Wherever the line with "Task: point at every instance of the cluster" sits in the listing below, transcribe from it up to and including the line with "Target: nasturtium flower", exactly, and leave the remaining lines out.

_Provided information_:
____

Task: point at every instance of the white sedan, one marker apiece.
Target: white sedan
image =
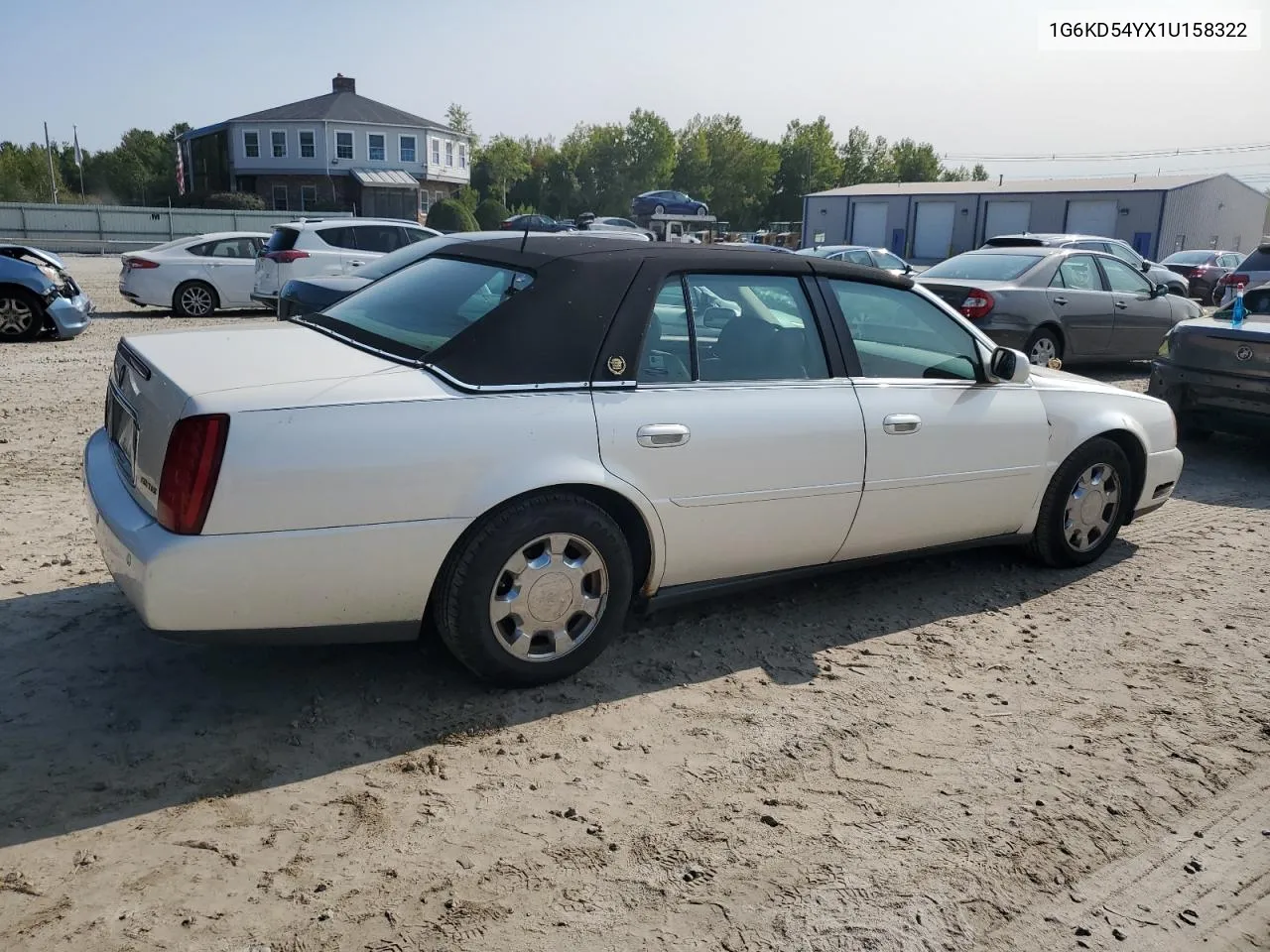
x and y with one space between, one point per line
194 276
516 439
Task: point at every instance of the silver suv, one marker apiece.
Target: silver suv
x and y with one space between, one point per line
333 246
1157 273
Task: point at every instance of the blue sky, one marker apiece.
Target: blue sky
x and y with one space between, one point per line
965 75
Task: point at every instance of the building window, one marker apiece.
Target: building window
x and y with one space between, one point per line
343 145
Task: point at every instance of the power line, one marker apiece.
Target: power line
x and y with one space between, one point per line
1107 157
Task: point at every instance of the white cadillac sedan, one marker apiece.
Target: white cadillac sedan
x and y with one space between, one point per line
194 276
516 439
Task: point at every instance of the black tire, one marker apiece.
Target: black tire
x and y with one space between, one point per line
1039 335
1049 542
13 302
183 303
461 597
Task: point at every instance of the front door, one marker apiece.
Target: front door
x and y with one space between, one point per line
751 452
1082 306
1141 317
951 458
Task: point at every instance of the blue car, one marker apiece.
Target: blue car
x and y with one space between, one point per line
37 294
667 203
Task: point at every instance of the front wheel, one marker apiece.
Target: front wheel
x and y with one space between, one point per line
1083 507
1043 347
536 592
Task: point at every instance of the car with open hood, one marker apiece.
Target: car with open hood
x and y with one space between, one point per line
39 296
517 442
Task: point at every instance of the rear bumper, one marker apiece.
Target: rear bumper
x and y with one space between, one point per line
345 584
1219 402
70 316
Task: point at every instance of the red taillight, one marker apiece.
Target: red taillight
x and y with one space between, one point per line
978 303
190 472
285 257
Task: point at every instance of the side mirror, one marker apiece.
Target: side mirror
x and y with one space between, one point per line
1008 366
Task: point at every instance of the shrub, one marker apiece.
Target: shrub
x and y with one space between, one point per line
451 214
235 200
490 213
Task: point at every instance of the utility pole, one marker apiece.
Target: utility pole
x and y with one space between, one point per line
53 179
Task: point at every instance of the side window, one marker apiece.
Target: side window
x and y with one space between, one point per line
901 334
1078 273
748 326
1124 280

____

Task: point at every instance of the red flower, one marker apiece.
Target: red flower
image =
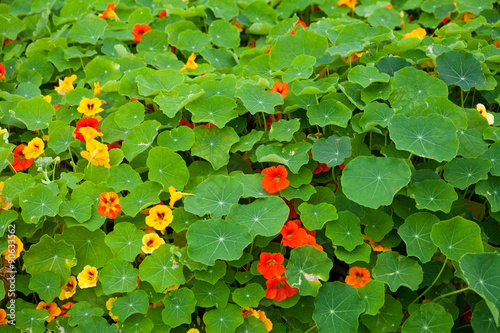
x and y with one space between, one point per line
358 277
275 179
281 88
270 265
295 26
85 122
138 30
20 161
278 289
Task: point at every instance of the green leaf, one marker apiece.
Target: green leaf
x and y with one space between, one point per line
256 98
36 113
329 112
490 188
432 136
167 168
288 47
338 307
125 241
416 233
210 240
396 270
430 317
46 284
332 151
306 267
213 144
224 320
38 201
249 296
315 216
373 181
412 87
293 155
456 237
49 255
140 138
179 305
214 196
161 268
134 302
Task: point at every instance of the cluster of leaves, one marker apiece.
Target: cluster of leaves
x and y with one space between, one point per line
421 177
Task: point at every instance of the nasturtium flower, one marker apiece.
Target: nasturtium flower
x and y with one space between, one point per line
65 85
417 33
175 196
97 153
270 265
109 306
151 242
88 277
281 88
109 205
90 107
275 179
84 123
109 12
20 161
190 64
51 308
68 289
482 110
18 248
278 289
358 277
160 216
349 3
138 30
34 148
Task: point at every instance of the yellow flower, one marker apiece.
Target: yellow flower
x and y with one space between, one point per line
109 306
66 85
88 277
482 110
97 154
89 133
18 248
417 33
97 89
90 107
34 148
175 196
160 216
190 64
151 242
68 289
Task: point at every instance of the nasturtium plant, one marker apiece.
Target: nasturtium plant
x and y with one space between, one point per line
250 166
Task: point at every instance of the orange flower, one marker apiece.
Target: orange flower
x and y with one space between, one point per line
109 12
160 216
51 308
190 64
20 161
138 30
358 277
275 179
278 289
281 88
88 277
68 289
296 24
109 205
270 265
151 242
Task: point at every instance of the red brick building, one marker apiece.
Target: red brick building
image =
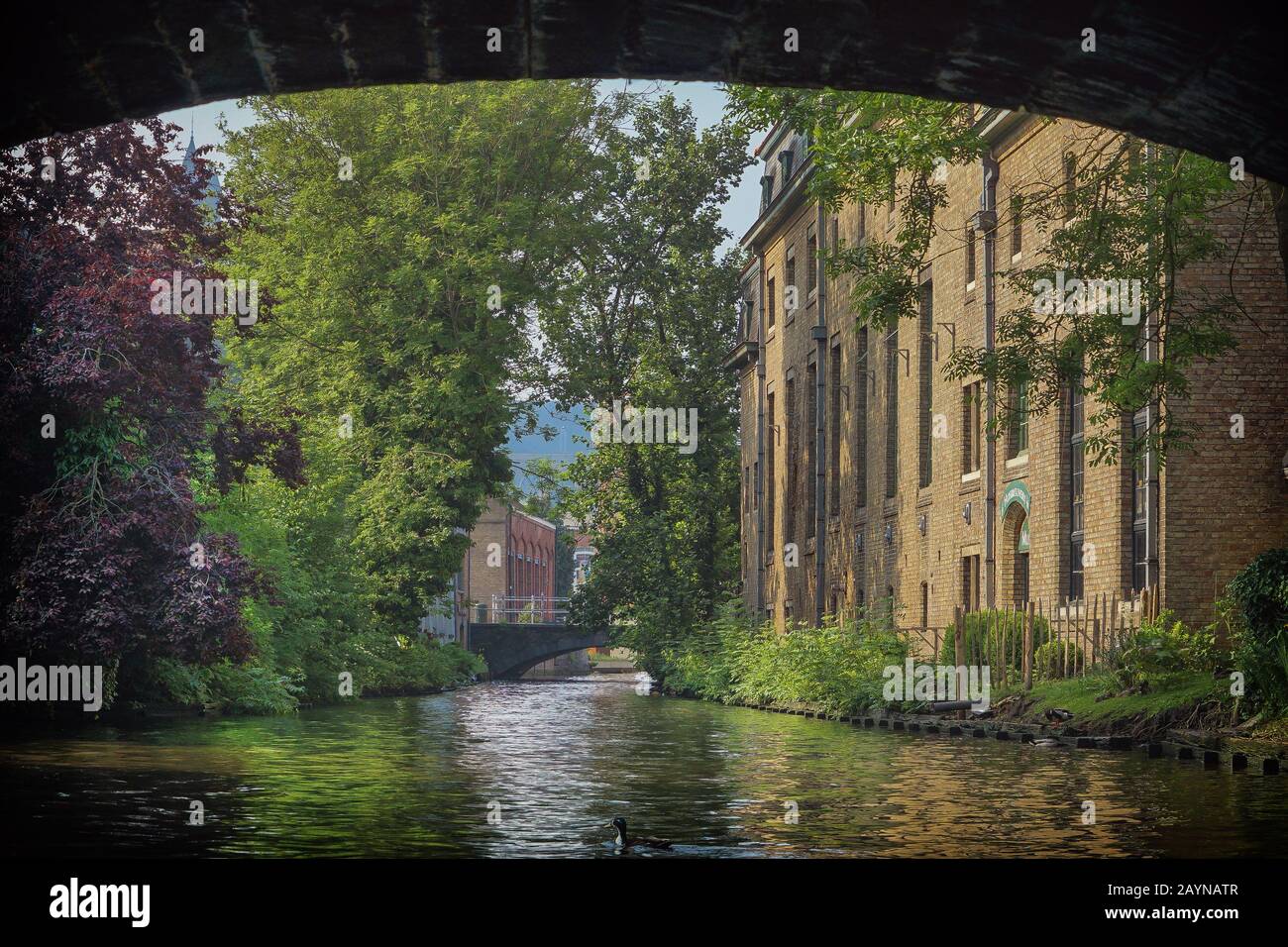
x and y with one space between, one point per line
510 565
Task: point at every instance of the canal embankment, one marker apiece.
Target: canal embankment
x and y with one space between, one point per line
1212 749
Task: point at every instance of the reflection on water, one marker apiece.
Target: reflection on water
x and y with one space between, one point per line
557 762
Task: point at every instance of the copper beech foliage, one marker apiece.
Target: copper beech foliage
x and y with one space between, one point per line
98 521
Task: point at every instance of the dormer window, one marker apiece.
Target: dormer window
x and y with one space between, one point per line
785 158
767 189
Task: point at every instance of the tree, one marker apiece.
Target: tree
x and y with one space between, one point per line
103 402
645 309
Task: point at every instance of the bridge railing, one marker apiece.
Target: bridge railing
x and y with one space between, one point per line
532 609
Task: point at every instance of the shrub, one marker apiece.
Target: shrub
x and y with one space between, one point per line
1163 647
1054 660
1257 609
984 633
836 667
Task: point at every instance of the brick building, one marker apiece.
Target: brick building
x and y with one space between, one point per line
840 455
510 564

____

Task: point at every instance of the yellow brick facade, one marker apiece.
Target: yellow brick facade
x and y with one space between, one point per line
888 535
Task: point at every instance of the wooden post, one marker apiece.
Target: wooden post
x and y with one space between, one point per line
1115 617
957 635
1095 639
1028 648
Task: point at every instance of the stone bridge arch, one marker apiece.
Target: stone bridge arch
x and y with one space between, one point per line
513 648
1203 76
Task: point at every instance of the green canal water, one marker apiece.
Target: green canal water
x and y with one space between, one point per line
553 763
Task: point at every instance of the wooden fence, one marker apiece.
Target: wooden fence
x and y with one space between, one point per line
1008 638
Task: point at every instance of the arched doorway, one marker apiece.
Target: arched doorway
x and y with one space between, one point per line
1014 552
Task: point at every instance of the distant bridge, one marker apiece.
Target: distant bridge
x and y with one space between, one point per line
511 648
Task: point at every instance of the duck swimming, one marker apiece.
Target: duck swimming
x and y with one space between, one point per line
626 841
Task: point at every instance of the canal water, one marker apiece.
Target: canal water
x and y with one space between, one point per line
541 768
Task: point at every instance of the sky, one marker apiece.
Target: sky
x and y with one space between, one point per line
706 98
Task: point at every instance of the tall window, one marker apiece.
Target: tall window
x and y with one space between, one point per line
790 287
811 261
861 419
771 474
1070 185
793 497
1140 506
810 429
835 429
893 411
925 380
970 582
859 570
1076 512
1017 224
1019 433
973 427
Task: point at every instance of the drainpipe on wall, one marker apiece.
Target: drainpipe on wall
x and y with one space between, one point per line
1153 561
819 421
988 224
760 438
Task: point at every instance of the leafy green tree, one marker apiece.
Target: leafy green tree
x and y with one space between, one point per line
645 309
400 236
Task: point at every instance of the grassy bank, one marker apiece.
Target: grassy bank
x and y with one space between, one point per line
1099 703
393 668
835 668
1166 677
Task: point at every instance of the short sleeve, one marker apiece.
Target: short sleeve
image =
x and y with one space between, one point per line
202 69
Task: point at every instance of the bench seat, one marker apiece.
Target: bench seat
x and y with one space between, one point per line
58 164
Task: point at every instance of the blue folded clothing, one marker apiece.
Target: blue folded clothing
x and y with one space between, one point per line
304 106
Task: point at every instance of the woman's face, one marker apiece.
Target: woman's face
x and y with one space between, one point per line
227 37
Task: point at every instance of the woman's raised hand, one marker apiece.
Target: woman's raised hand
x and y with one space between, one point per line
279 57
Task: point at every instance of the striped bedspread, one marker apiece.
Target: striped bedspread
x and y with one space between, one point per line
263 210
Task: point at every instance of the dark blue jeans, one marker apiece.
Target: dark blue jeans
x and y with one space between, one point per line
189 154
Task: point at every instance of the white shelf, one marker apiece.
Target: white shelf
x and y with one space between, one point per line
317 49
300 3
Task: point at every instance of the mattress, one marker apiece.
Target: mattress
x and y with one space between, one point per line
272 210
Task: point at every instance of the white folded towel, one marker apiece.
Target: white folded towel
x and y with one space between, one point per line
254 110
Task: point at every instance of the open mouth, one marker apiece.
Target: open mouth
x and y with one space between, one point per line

____

_Output below_:
Task: point at every instance of the cluster of leaves, one marker apiece.
Target: cluster of leaves
x and y with one space between, one point per line
421 177
Task: point at every instance of the nasturtium flower, one marker apiece.
Target: nasturtium flower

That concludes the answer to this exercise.